# REQUEST:
Copy out the complete listing, word for word.

··· EXTRACTED RECORDS ···

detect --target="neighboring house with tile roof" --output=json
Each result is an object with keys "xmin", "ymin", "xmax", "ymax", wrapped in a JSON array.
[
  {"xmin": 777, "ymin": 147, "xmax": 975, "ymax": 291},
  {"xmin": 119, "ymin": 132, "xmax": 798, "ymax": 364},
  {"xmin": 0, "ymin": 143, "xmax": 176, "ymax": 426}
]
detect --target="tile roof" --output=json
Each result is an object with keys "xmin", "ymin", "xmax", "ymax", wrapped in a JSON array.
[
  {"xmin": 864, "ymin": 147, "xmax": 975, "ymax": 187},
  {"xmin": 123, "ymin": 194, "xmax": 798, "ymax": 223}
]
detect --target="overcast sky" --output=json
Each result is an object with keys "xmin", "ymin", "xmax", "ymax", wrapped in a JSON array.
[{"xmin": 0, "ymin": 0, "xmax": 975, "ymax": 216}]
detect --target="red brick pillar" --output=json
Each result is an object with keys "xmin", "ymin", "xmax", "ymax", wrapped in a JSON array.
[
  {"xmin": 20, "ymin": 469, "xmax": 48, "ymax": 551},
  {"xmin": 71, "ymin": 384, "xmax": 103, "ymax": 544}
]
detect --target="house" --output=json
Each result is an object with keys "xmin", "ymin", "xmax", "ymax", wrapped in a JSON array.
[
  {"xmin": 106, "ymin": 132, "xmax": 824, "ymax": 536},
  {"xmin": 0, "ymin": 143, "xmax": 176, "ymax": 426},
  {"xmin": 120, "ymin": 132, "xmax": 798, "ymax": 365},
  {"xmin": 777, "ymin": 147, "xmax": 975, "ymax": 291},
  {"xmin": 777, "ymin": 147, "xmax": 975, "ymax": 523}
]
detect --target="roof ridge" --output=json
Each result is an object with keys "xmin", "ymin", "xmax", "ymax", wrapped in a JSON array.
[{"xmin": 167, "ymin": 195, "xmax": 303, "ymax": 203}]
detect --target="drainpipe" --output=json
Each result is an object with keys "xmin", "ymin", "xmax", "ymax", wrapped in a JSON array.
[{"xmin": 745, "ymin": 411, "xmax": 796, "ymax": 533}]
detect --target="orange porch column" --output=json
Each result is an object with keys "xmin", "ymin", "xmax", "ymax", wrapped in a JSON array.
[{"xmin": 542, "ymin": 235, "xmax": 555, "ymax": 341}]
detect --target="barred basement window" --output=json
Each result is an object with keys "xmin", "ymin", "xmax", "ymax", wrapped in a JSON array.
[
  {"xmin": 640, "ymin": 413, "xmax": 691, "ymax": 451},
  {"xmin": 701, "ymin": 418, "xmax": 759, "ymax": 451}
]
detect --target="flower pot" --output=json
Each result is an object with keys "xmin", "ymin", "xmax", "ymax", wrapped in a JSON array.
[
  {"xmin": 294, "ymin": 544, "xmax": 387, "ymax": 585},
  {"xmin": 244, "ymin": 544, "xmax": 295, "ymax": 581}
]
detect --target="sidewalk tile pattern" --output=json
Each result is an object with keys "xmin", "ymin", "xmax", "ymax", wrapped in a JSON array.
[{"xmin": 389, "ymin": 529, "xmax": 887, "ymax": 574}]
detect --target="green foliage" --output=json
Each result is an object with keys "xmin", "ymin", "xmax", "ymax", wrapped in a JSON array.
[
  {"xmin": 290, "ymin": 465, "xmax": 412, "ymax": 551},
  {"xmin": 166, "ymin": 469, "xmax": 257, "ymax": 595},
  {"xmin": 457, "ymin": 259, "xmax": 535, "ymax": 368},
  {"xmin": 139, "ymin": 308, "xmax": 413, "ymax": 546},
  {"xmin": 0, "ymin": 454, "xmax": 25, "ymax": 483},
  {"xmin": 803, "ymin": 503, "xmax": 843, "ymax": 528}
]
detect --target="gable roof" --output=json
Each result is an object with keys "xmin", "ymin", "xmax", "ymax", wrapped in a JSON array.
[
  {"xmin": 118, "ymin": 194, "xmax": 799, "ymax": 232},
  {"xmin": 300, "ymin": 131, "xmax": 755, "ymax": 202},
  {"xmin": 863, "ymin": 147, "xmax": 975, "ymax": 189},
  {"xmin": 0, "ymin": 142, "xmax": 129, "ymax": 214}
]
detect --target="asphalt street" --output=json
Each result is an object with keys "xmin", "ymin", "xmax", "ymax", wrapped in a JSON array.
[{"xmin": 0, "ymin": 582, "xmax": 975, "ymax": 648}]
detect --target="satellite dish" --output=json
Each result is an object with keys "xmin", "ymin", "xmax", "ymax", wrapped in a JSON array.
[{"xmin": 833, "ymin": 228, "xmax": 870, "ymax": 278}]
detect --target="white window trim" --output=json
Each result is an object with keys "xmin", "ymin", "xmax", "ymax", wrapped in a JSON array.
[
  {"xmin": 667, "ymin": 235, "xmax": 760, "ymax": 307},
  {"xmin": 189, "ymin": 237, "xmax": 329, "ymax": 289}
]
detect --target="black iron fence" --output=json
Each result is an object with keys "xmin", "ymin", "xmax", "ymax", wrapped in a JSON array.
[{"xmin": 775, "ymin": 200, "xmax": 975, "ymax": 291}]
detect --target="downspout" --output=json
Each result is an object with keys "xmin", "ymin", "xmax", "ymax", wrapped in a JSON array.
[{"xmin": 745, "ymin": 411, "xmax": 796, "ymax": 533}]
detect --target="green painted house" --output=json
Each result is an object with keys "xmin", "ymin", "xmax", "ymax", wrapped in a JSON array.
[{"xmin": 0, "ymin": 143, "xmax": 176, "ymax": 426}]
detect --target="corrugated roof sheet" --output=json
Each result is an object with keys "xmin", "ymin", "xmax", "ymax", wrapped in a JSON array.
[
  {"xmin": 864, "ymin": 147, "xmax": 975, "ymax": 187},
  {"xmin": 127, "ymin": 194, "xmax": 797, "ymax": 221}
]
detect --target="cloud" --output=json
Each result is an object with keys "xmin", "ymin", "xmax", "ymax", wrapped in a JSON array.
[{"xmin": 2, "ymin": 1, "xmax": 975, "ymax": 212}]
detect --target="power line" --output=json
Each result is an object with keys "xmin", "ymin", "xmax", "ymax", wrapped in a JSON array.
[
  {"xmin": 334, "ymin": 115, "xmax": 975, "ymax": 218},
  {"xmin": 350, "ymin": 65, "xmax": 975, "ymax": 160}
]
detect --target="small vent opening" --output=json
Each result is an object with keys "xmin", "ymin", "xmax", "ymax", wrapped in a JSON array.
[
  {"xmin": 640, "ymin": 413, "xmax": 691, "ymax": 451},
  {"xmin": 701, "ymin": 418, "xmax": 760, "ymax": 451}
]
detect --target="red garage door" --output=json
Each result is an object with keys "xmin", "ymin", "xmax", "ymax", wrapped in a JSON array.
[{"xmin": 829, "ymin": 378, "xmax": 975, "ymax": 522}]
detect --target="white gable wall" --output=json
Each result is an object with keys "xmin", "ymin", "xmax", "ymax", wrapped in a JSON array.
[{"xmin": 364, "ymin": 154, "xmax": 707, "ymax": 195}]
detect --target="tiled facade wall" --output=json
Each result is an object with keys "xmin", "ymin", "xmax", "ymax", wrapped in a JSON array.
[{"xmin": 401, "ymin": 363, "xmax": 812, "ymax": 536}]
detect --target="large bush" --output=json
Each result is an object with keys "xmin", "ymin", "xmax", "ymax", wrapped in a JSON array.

···

# COMPLETED TASK:
detect --target="neighboring house with tile roof" --output=json
Each result is an object with keys "xmin", "ymin", "xmax", "ymax", wrapped in a JSON array.
[
  {"xmin": 777, "ymin": 147, "xmax": 975, "ymax": 291},
  {"xmin": 119, "ymin": 132, "xmax": 798, "ymax": 364},
  {"xmin": 0, "ymin": 143, "xmax": 176, "ymax": 426}
]
detect --target="tile roof" --output=json
Each result is an object with keys "xmin", "ymin", "xmax", "ymax", wrapped in a JSON array.
[
  {"xmin": 864, "ymin": 147, "xmax": 975, "ymax": 187},
  {"xmin": 123, "ymin": 194, "xmax": 798, "ymax": 223}
]
detect --target="overcast sky" --output=json
Each result is an object with keys "xmin", "ymin", "xmax", "ymax", wrapped in a JSON array.
[{"xmin": 0, "ymin": 0, "xmax": 975, "ymax": 216}]
detect --target="red brick pillar" --output=json
Each result is an object with keys "xmin", "ymin", "xmax", "ymax", wrapped in a JSON array.
[
  {"xmin": 20, "ymin": 469, "xmax": 48, "ymax": 551},
  {"xmin": 71, "ymin": 384, "xmax": 103, "ymax": 544}
]
detect --target="house" --output=json
Each result is an object with keys "xmin", "ymin", "xmax", "ymax", wrapped in a JSON array.
[
  {"xmin": 106, "ymin": 132, "xmax": 824, "ymax": 536},
  {"xmin": 0, "ymin": 143, "xmax": 176, "ymax": 426},
  {"xmin": 120, "ymin": 132, "xmax": 798, "ymax": 365},
  {"xmin": 777, "ymin": 147, "xmax": 975, "ymax": 291},
  {"xmin": 777, "ymin": 147, "xmax": 975, "ymax": 523}
]
detect --target="roof ridge" --output=json
Each result is an object with keys "xmin", "ymin", "xmax", "ymax", wrapped in a JSON array.
[{"xmin": 167, "ymin": 195, "xmax": 303, "ymax": 203}]
detect --target="drainpipe" --output=json
Each result is an object with keys "xmin", "ymin", "xmax", "ymax", wrapped in a JSON array.
[{"xmin": 745, "ymin": 411, "xmax": 796, "ymax": 533}]
detect --target="orange porch column" --output=json
Each result is an object with keys "xmin", "ymin", "xmax", "ymax", wrapped in a JSON array.
[{"xmin": 542, "ymin": 235, "xmax": 555, "ymax": 341}]
detect --target="barred basement window" --output=json
Each result is an object with keys "xmin", "ymin", "xmax", "ymax", wrapped in a JSON array.
[
  {"xmin": 640, "ymin": 413, "xmax": 691, "ymax": 451},
  {"xmin": 701, "ymin": 418, "xmax": 759, "ymax": 451}
]
detect --target="flower pot" --output=json
Each result is an object with keys "xmin", "ymin", "xmax", "ymax", wrapped in a JSON array.
[
  {"xmin": 294, "ymin": 544, "xmax": 387, "ymax": 585},
  {"xmin": 244, "ymin": 544, "xmax": 295, "ymax": 581}
]
detect --target="sidewalk tile pattern" --output=json
Each result is an object with keys "xmin", "ymin", "xmax", "ymax", wrapped in a JSON array.
[{"xmin": 389, "ymin": 529, "xmax": 887, "ymax": 574}]
detect --target="green foliage" --output=json
Each result is an object with keys "xmin", "ymin", "xmax", "ymax", wrapped in a JSON array.
[
  {"xmin": 290, "ymin": 465, "xmax": 412, "ymax": 551},
  {"xmin": 166, "ymin": 469, "xmax": 257, "ymax": 595},
  {"xmin": 457, "ymin": 259, "xmax": 535, "ymax": 368},
  {"xmin": 139, "ymin": 308, "xmax": 413, "ymax": 546},
  {"xmin": 0, "ymin": 454, "xmax": 25, "ymax": 483},
  {"xmin": 803, "ymin": 503, "xmax": 843, "ymax": 528}
]
detect --target="gable roof" --output=json
Each result is an object with keys "xmin", "ymin", "xmax", "ymax", wrapped in a JSON array.
[
  {"xmin": 118, "ymin": 194, "xmax": 799, "ymax": 232},
  {"xmin": 300, "ymin": 131, "xmax": 755, "ymax": 202},
  {"xmin": 863, "ymin": 147, "xmax": 975, "ymax": 189},
  {"xmin": 0, "ymin": 142, "xmax": 129, "ymax": 214}
]
detect --target="asphalt street" --output=json
Each result is an object with keys "xmin", "ymin", "xmax", "ymax", wrapped in a JSON array.
[{"xmin": 0, "ymin": 582, "xmax": 975, "ymax": 648}]
detect --target="satellite dish" --output=json
Each result is an object with keys "xmin", "ymin", "xmax", "ymax", wrapped in a JSON array.
[{"xmin": 833, "ymin": 228, "xmax": 870, "ymax": 278}]
detect --target="white window trim" --output=json
Each result is an object with keys "xmin", "ymin", "xmax", "ymax", wrapped in a JSON array.
[
  {"xmin": 667, "ymin": 235, "xmax": 760, "ymax": 307},
  {"xmin": 189, "ymin": 237, "xmax": 329, "ymax": 289}
]
detect --target="black iron fence" --output=json
Each result is an object with keys "xmin", "ymin", "xmax", "ymax", wrapped in a JSON array.
[{"xmin": 775, "ymin": 200, "xmax": 975, "ymax": 291}]
detect --target="downspout" --output=json
Each result is an object with keys "xmin", "ymin", "xmax", "ymax", wrapped in a JSON array.
[{"xmin": 745, "ymin": 411, "xmax": 796, "ymax": 533}]
detect --target="green painted house" --output=json
Each result is an object with keys "xmin", "ymin", "xmax", "ymax", wrapped in a JSON array.
[{"xmin": 0, "ymin": 143, "xmax": 176, "ymax": 426}]
detect --target="corrugated roof sheet" --output=json
Each result is an object with keys "xmin", "ymin", "xmax", "ymax", wrapped in a JSON array.
[
  {"xmin": 864, "ymin": 147, "xmax": 975, "ymax": 187},
  {"xmin": 127, "ymin": 194, "xmax": 797, "ymax": 221}
]
detect --target="cloud" --output=json
Each result is an object with keys "xmin", "ymin", "xmax", "ymax", wrapped in a JSON array.
[{"xmin": 2, "ymin": 1, "xmax": 975, "ymax": 212}]
detect --target="power line" --output=json
Each result is an object with keys "xmin", "ymin", "xmax", "ymax", wrapped in a JSON array.
[
  {"xmin": 334, "ymin": 115, "xmax": 975, "ymax": 218},
  {"xmin": 350, "ymin": 65, "xmax": 975, "ymax": 160}
]
detect --target="small vent opening" --output=json
Each result is an object with keys "xmin", "ymin", "xmax", "ymax", wrapped in a JSON array.
[
  {"xmin": 640, "ymin": 413, "xmax": 691, "ymax": 451},
  {"xmin": 701, "ymin": 418, "xmax": 760, "ymax": 451}
]
detect --target="red garage door" --output=json
Each result is an object with keys "xmin", "ymin", "xmax", "ymax", wrapped in a JSON array.
[{"xmin": 829, "ymin": 378, "xmax": 975, "ymax": 522}]
detect --target="white gable wall" --output=json
Each result is an object with keys "xmin", "ymin", "xmax", "ymax", wrapped in a JSON array.
[{"xmin": 364, "ymin": 154, "xmax": 707, "ymax": 195}]
detect --target="tiled facade wall" --output=json
Each result is an object with keys "xmin", "ymin", "xmax", "ymax", wrapped in a JSON array.
[{"xmin": 401, "ymin": 363, "xmax": 812, "ymax": 536}]
detect --target="large bush" --output=json
Each result is an object with keys "xmin", "ymin", "xmax", "ymax", wrapped in a JSON array.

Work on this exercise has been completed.